- Opening Delimiter -

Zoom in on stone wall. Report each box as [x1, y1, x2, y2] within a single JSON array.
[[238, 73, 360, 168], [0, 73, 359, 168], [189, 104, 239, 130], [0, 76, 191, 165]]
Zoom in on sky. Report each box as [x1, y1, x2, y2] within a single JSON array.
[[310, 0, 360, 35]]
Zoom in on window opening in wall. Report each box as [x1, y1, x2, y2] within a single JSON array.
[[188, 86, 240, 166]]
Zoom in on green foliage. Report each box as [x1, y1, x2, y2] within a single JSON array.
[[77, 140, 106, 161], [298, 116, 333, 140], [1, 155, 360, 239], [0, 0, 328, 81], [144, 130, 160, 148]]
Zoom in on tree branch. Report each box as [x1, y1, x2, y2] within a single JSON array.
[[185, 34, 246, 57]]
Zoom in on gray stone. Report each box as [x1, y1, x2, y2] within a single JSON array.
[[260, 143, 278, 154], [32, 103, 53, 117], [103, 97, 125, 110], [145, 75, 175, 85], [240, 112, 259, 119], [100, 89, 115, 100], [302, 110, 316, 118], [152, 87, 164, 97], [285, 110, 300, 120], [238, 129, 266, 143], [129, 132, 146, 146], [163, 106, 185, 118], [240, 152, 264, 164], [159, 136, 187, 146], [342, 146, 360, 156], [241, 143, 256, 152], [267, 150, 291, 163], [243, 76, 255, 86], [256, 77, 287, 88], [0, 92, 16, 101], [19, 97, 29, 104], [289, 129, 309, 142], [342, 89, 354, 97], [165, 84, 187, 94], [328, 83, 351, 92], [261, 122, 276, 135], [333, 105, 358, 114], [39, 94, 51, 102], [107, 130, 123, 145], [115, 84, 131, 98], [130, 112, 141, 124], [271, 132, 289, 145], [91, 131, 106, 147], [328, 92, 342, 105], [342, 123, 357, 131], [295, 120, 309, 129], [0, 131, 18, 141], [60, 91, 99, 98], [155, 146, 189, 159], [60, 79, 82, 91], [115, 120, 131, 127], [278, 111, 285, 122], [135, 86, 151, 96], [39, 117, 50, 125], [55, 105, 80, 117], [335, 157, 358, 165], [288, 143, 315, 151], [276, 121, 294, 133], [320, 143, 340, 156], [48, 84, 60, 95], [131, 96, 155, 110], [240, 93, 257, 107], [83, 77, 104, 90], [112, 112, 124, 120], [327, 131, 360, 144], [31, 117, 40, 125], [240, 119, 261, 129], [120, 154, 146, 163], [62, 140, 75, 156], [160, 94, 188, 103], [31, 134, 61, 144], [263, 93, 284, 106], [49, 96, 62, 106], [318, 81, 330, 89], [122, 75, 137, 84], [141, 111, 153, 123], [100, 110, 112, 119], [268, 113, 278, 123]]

- Closing Delimiter -

● Exercise: Nothing may change. Retype all of the entries.

● Exercise response:
Zoom in on stone wall. Report each box as [x1, y1, x2, y2] within a single JSON array.
[[238, 73, 360, 168], [0, 73, 359, 168], [189, 104, 239, 130], [0, 76, 191, 165]]
Zoom in on sky. Report each box as [x1, y1, x2, y2] within a single JSON array.
[[310, 0, 360, 35]]
Zoom in on window opening in wall. Report each box as [x1, y1, x2, y2] within a single JSON array.
[[188, 86, 240, 166]]
Zoom in on green foliage. Report each box as [x1, y1, x2, y2] within a single JSON array.
[[77, 140, 106, 161], [298, 116, 333, 140], [1, 155, 360, 239], [0, 0, 328, 81], [144, 130, 160, 148]]
Zoom in on tree branch. Report each box as [x1, y1, x2, y2] within a single JSON array.
[[185, 34, 246, 57]]
Zoom in on gray stone. Report each box as [x1, y1, x2, y2] within a single JSON array.
[[260, 143, 278, 154], [32, 103, 53, 117], [103, 97, 125, 110], [145, 75, 175, 85], [240, 112, 259, 119], [100, 89, 115, 100], [302, 110, 316, 118], [152, 87, 164, 97], [285, 110, 300, 120], [238, 129, 266, 143], [129, 132, 146, 146], [163, 106, 185, 118], [240, 152, 264, 164], [159, 136, 187, 146], [342, 146, 360, 156], [241, 143, 256, 152], [267, 150, 291, 163], [243, 76, 255, 86], [256, 77, 287, 88], [0, 92, 16, 101], [19, 97, 29, 104], [289, 129, 309, 142], [342, 89, 354, 97], [165, 84, 187, 94], [328, 83, 351, 92], [261, 122, 276, 135], [333, 105, 358, 114], [39, 94, 51, 102], [107, 130, 123, 145], [115, 84, 131, 98], [130, 112, 141, 124], [271, 132, 289, 145], [91, 131, 106, 147], [328, 92, 342, 105], [342, 123, 357, 131], [295, 120, 309, 129], [0, 131, 18, 141], [60, 91, 99, 98], [155, 146, 189, 159], [60, 79, 82, 91], [115, 120, 131, 127], [278, 111, 285, 122], [135, 86, 151, 96], [39, 117, 50, 125], [55, 105, 80, 117], [335, 157, 358, 165], [288, 143, 315, 151], [276, 121, 294, 133], [320, 143, 340, 156], [48, 84, 60, 95], [131, 96, 155, 110], [240, 93, 257, 107], [83, 77, 104, 90], [112, 112, 124, 120], [327, 131, 360, 144], [31, 117, 40, 125], [240, 119, 261, 129], [120, 154, 146, 163], [62, 140, 75, 156], [160, 94, 188, 103], [31, 134, 61, 144], [263, 93, 284, 106], [49, 96, 62, 106], [318, 81, 330, 89], [122, 75, 137, 84], [141, 111, 153, 123], [100, 110, 112, 119], [268, 113, 278, 123]]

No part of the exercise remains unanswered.